Of course, these are sectors yet to be fully built and yet to be won or lost.
But in a search market where even the most ambitious rival lags so profoundly behind the market leader by any measurement, you can't blame anyone for working towards an alternative future.
Competition from the old guard
The recent reappearance of Jeeves the butler on our TV screens, and indeed of Ask.com, the search engine for whom he works, was a reminder of the fact that the old guard of search has not given up the fight against Google.
Nonetheless, the numbers remain emphatic: as well as handling more than 90% of UK search volumes, Google took 80.9% of search engine visits in June, compared to Bing's 3%, Yahoo's 2.6% and Ask.com's 2%.
The UK is admittedly one of Google's strongest markets and it finds far less competition here than it does in the US where, on the day of Bing's launch, Google received visits from 73.2% of all searchers, compared to Yahoo's 22.1%, Microsoft's 11.8%, Ask's 4.6% and AOL's 1.9% (source: Compete*).
All the same, as the UK and US relaunch of Ask.com proves, the established rivals still see something to play for. Bigmouthmedia's Girdwood points out: "Even a tiny percentage share is quite a lot in a multibillion dollar market."
Ask's refocused proposition is a Q&A "answer farm" of 300 million pieces of data drawn from sources across the web, which are tailored to queries using semantic search and then mingled with regular search results.
Yahoo's announcement in May that it is moving beyond Google's "10 blue links" to "a web of objects" demonstrates that it is prepared to contribute its own share of high-concept search philosophy. Its goal, inspired by its experience of mobile search, is to reflect users' real-world intent in its search results and to offer up fewer documents and more shortcuts and non-textual content.

▬▬▬▬▬▬

__WHAT YOU WILL DO__
Copy the passage on search engine competition above verbatim, from its first sentence to its last.

__INFORMATION PROVIDED__
▬▬▬▬▬▬

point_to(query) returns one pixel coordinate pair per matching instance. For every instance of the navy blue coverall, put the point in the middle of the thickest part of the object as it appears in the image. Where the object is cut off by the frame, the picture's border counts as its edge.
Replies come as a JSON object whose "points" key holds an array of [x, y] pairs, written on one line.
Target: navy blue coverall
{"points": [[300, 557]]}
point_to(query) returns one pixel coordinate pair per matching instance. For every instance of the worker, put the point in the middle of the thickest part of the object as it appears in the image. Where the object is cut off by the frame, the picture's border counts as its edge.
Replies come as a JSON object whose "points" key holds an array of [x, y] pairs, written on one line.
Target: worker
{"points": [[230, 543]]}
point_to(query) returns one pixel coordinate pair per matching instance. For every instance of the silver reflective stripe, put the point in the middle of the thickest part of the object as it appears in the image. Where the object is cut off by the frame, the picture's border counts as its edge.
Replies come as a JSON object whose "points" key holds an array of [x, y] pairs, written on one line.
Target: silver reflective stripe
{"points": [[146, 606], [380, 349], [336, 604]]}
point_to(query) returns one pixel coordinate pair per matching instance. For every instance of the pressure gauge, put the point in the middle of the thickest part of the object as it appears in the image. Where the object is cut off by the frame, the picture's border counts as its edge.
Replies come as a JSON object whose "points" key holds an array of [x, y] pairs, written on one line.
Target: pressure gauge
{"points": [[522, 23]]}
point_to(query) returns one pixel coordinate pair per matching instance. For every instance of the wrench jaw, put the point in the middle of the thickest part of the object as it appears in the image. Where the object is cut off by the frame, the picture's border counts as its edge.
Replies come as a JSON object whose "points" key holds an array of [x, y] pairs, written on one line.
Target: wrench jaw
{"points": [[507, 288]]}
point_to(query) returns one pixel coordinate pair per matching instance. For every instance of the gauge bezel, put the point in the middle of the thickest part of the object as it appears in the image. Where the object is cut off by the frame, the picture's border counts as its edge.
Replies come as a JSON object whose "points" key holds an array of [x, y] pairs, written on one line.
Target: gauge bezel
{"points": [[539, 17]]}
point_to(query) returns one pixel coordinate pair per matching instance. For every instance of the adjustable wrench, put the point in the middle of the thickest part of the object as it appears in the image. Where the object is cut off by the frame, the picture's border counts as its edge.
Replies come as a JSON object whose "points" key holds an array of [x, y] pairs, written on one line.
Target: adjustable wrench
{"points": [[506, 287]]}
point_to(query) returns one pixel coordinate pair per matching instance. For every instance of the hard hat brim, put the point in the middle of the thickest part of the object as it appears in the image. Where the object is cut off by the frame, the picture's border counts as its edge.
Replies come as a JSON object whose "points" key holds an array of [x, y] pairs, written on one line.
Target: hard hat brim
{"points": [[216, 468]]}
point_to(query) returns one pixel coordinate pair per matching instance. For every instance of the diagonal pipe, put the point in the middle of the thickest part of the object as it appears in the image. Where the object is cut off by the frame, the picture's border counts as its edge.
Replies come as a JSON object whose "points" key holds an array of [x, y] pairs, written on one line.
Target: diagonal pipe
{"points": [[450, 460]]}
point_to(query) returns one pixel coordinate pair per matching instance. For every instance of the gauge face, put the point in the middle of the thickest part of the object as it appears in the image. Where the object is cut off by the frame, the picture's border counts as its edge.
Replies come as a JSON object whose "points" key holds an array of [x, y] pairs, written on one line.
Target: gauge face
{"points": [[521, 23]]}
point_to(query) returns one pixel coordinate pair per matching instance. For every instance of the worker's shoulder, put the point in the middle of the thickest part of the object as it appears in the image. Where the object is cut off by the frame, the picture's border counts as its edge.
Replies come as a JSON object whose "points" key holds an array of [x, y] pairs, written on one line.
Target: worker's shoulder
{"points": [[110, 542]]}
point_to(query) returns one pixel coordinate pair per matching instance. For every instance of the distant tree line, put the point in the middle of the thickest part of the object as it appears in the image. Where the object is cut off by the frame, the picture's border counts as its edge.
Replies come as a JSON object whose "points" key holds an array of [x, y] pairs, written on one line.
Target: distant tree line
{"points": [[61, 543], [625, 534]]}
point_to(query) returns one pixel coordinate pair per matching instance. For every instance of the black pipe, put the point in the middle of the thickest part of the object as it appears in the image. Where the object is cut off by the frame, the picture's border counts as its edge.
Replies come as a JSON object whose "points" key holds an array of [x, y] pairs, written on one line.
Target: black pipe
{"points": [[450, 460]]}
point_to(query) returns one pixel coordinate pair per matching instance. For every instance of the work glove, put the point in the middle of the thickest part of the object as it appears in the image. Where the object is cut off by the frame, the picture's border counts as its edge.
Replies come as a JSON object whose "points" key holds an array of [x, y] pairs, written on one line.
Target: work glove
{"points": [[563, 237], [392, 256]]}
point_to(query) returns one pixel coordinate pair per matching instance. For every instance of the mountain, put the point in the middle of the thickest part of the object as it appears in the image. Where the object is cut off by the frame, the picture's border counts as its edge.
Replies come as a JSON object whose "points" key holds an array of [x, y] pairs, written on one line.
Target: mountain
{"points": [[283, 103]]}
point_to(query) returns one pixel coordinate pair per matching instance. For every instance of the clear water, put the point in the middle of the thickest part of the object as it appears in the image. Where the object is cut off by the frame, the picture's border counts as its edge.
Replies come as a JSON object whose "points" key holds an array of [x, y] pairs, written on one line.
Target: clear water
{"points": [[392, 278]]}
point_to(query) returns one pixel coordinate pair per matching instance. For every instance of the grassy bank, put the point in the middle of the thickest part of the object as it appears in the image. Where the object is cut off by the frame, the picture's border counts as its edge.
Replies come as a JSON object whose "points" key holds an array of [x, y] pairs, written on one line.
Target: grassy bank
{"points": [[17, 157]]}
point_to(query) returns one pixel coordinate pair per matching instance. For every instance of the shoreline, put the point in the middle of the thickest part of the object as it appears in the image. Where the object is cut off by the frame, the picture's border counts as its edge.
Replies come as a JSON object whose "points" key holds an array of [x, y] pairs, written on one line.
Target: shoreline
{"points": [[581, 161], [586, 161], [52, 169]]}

▬▬▬▬▬▬

__CORRECT RESULT__
Of course, these are sectors yet to be fully built and yet to be won or lost.
But in a search market where even the most ambitious rival lags so profoundly behind the market leader by any measurement, you can't blame anyone for working towards an alternative future.
Competition from the old guard
The recent reappearance of Jeeves the butler on our TV screens, and indeed of Ask.com, the search engine for whom he works, was a reminder of the fact that the old guard of search has not given up the fight against Google.
Nonetheless, the numbers remain emphatic: as well as handling more than 90% of UK search volumes, Google took 80.9% of search engine visits in June, compared to Bing's 3%, Yahoo's 2.6% and Ask.com's 2%.
The UK is admittedly one of Google's strongest markets and it finds far less competition here than it does in the US where, on the day of Bing's launch, Google received visits from 73.2% of all searchers, compared to Yahoo's 22.1%, Microsoft's 11.8%, Ask's 4.6% and AOL's 1.9% (source: Compete*).
All the same, as the UK and US relaunch of Ask.com proves, the established rivals still see something to play for. Bigmouthmedia's Girdwood points out: "Even a tiny percentage share is quite a lot in a multibillion dollar market."
Ask's refocused proposition is a Q&A "answer farm" of 300 million pieces of data drawn from sources across the web, which are tailored to queries using semantic search and then mingled with regular search results.
Yahoo's announcement in May that it is moving beyond Google's "10 blue links" to "a web of objects" demonstrates that it is prepared to contribute its own share of high-concept search philosophy. Its goal, inspired by its experience of mobile search, is to reflect users' real-world intent in its search results and to offer up fewer documents and more shortcuts and non-textual content.